━━━ Supplied entries ━━━

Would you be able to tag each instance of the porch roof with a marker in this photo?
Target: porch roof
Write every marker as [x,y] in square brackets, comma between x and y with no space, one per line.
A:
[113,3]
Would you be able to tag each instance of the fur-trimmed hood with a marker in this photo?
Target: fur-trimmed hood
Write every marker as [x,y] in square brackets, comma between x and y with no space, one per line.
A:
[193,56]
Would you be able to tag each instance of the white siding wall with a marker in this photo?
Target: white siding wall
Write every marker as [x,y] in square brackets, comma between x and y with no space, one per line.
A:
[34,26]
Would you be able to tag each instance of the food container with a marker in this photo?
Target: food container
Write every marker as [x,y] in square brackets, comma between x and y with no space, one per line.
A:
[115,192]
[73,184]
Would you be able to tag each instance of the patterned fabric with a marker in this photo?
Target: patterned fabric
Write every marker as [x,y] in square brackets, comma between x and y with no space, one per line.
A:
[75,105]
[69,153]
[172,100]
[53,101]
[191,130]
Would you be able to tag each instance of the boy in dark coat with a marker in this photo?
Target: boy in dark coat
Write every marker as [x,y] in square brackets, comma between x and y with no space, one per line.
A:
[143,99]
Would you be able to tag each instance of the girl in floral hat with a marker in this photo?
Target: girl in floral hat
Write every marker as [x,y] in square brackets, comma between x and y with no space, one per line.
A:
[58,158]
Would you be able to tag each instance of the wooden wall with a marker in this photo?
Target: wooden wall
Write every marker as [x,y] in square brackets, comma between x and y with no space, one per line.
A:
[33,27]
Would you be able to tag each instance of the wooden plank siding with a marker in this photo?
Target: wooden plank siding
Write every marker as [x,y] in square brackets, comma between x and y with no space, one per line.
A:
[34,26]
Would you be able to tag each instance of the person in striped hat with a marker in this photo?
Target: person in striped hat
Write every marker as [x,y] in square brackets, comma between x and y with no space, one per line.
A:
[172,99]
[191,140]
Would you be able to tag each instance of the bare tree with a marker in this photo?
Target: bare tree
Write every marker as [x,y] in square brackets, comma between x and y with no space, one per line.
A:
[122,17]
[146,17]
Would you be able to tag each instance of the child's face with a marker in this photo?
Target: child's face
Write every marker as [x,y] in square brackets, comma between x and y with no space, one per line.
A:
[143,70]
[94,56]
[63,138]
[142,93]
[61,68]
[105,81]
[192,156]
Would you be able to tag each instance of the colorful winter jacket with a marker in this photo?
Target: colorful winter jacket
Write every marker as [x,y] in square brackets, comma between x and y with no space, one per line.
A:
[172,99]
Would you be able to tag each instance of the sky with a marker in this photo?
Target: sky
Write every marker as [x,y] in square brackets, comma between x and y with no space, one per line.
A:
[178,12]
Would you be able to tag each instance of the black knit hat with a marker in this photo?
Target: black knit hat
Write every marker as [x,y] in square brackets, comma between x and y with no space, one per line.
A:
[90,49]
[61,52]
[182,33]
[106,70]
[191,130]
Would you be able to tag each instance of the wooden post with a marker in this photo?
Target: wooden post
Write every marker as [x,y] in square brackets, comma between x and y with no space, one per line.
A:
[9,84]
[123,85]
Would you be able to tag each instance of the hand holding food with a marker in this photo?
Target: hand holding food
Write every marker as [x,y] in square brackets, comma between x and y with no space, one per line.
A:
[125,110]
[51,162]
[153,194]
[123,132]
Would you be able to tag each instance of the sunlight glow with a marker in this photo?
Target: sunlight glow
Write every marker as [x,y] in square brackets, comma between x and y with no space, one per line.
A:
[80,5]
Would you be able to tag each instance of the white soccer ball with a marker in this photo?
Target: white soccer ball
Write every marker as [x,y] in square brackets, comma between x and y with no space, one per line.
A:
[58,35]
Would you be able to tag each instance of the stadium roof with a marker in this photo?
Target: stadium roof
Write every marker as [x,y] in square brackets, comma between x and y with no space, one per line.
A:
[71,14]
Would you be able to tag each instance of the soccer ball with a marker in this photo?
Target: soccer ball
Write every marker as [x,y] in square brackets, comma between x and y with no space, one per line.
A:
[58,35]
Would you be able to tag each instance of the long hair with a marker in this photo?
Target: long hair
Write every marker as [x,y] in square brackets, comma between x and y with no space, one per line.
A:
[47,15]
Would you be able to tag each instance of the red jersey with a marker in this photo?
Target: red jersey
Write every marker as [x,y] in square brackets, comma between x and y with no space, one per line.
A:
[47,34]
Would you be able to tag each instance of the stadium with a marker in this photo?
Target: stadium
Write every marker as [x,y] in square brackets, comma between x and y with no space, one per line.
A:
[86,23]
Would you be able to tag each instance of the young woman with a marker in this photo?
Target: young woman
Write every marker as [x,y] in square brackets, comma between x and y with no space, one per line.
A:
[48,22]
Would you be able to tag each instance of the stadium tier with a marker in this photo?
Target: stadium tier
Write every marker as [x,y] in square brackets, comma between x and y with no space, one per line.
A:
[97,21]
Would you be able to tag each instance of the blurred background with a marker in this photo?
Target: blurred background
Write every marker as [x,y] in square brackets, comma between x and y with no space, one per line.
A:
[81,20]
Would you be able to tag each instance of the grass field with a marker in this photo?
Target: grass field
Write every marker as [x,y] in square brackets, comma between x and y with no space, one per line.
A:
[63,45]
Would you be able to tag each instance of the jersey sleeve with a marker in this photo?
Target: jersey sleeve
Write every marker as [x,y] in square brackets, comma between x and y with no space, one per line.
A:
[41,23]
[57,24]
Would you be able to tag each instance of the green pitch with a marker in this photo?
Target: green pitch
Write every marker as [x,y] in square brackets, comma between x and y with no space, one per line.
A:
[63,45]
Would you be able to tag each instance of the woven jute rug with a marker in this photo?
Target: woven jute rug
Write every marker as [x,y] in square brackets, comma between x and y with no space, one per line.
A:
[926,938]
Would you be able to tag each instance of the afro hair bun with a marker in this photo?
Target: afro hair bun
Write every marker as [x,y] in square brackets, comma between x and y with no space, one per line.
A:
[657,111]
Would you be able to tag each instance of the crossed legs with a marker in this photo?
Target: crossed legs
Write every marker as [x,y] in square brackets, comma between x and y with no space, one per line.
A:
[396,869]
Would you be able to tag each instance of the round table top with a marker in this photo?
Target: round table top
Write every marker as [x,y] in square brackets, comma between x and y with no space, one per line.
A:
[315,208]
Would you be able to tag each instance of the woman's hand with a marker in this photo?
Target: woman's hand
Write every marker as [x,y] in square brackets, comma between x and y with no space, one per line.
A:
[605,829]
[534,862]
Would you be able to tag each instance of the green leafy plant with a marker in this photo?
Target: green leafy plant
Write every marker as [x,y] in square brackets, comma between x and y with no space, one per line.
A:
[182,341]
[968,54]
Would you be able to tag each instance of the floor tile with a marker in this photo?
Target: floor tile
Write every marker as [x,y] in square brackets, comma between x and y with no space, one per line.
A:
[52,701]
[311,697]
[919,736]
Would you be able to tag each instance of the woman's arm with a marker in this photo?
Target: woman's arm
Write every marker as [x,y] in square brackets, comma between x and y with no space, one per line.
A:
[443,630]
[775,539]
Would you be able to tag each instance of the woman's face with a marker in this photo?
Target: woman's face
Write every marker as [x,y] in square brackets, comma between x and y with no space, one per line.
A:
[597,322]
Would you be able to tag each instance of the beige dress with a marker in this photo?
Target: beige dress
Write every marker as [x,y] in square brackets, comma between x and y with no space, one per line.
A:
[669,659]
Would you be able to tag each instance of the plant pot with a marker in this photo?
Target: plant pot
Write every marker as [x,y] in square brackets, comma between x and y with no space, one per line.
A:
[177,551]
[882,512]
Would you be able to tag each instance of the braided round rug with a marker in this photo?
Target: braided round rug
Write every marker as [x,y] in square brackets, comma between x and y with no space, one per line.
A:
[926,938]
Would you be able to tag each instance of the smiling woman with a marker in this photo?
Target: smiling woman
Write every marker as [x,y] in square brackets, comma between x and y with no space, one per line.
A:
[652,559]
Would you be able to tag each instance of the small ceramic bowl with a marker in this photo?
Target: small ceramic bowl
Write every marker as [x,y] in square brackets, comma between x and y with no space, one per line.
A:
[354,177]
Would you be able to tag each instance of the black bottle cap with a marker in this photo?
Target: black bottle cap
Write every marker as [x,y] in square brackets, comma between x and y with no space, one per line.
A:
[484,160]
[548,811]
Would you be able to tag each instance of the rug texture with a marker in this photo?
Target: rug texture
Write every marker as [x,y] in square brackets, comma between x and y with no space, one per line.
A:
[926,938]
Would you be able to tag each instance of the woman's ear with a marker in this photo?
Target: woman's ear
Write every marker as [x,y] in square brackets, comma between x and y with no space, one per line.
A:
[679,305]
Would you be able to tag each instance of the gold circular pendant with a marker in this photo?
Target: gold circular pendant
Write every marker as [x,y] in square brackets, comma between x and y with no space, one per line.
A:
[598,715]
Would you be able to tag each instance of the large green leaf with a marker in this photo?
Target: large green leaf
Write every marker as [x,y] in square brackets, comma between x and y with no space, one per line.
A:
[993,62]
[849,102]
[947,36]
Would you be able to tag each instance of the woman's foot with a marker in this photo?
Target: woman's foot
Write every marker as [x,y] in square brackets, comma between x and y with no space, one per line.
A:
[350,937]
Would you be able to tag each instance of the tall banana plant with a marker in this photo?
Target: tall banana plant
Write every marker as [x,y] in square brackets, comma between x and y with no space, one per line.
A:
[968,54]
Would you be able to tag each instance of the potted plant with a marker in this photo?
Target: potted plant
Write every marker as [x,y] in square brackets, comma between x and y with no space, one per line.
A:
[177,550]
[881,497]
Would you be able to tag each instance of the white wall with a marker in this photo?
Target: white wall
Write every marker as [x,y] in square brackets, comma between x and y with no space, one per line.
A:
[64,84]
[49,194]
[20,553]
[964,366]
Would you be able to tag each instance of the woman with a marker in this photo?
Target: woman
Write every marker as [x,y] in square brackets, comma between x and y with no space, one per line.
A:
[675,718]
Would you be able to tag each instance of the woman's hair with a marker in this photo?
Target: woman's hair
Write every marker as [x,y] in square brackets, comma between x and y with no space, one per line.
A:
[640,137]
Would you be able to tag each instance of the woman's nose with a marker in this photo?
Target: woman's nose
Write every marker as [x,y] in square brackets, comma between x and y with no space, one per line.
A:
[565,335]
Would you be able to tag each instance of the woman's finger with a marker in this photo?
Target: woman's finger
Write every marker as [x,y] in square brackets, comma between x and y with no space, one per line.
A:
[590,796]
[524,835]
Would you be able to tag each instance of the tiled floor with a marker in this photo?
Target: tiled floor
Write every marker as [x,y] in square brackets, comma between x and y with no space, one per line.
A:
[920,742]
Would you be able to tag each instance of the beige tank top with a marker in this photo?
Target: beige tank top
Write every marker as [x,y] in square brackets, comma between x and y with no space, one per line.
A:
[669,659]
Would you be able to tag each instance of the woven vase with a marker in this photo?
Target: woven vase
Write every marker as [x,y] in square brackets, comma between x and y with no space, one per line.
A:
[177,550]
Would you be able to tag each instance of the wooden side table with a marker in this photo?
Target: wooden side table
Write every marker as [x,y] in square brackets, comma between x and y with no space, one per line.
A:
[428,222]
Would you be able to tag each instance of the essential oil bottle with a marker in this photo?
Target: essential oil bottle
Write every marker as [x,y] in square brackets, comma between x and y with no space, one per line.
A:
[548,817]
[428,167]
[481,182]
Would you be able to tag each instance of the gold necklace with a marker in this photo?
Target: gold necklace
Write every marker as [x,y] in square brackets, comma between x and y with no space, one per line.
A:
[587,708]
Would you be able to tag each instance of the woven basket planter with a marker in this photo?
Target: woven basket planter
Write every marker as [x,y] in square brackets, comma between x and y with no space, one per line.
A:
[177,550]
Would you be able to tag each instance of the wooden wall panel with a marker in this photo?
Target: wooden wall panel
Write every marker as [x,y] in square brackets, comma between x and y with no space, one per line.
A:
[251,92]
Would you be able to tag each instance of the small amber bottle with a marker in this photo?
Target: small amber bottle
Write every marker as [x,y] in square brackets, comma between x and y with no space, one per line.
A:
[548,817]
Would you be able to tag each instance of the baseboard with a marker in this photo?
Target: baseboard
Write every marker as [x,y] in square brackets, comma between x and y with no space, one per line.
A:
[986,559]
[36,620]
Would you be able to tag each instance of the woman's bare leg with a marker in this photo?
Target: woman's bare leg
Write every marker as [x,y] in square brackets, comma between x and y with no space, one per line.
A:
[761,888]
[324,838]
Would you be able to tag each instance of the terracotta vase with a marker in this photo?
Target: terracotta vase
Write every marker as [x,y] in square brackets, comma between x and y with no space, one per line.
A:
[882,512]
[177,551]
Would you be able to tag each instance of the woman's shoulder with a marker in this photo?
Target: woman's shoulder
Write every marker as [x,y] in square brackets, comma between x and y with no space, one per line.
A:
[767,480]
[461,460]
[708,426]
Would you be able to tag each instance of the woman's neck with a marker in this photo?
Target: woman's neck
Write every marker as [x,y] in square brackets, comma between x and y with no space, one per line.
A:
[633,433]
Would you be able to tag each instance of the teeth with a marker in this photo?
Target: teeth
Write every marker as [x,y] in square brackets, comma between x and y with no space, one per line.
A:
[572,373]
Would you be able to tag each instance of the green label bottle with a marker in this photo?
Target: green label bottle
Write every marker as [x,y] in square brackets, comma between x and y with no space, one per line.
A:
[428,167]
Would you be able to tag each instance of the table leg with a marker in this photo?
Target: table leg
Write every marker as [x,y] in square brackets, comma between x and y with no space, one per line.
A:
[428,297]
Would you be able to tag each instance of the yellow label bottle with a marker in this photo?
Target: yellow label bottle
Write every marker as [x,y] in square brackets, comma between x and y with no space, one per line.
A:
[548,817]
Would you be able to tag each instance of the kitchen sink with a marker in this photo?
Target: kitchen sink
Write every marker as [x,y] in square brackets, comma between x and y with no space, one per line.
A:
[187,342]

━━━

◆ What you should do ◆
Please update the data from the line with "Would you be able to tag each instance of the teeth" through the end of the data, replacing "table leg" with "chair leg" and keeping everything else unchanged.

◆ Completed task ◆
Would you be able to tag each instance of the teeth with a marker in this photo?
Target: teeth
Write every marker as [x,y] in square brackets, comma between x and y with no space, one per line.
A:
[572,373]
Would you be able to tag each instance of the green label bottle with a marker in this photo?
Target: green label bottle
Write every marker as [x,y] in square brackets, comma between x and y with no space, one per line.
A:
[428,167]
Would you be able to tag each instance of the chair leg with a marker in this photo?
Target: chair leg
Write every marker as [x,y] in square brackets, comma between x and y with no space, one per line.
A:
[428,297]
Would you be able to tag each instance of the yellow label bottle with a marker in this photo?
Target: yellow label bottle
Write every marker as [x,y] in square brackets, comma between x and y with no space, one per line.
A:
[548,817]
Would you be able to tag each instance of the kitchen sink with a marker in this photo?
Target: kitchen sink
Write every marker as [x,y] in square brackets, comma between x and y with no space, one per line.
A:
[187,342]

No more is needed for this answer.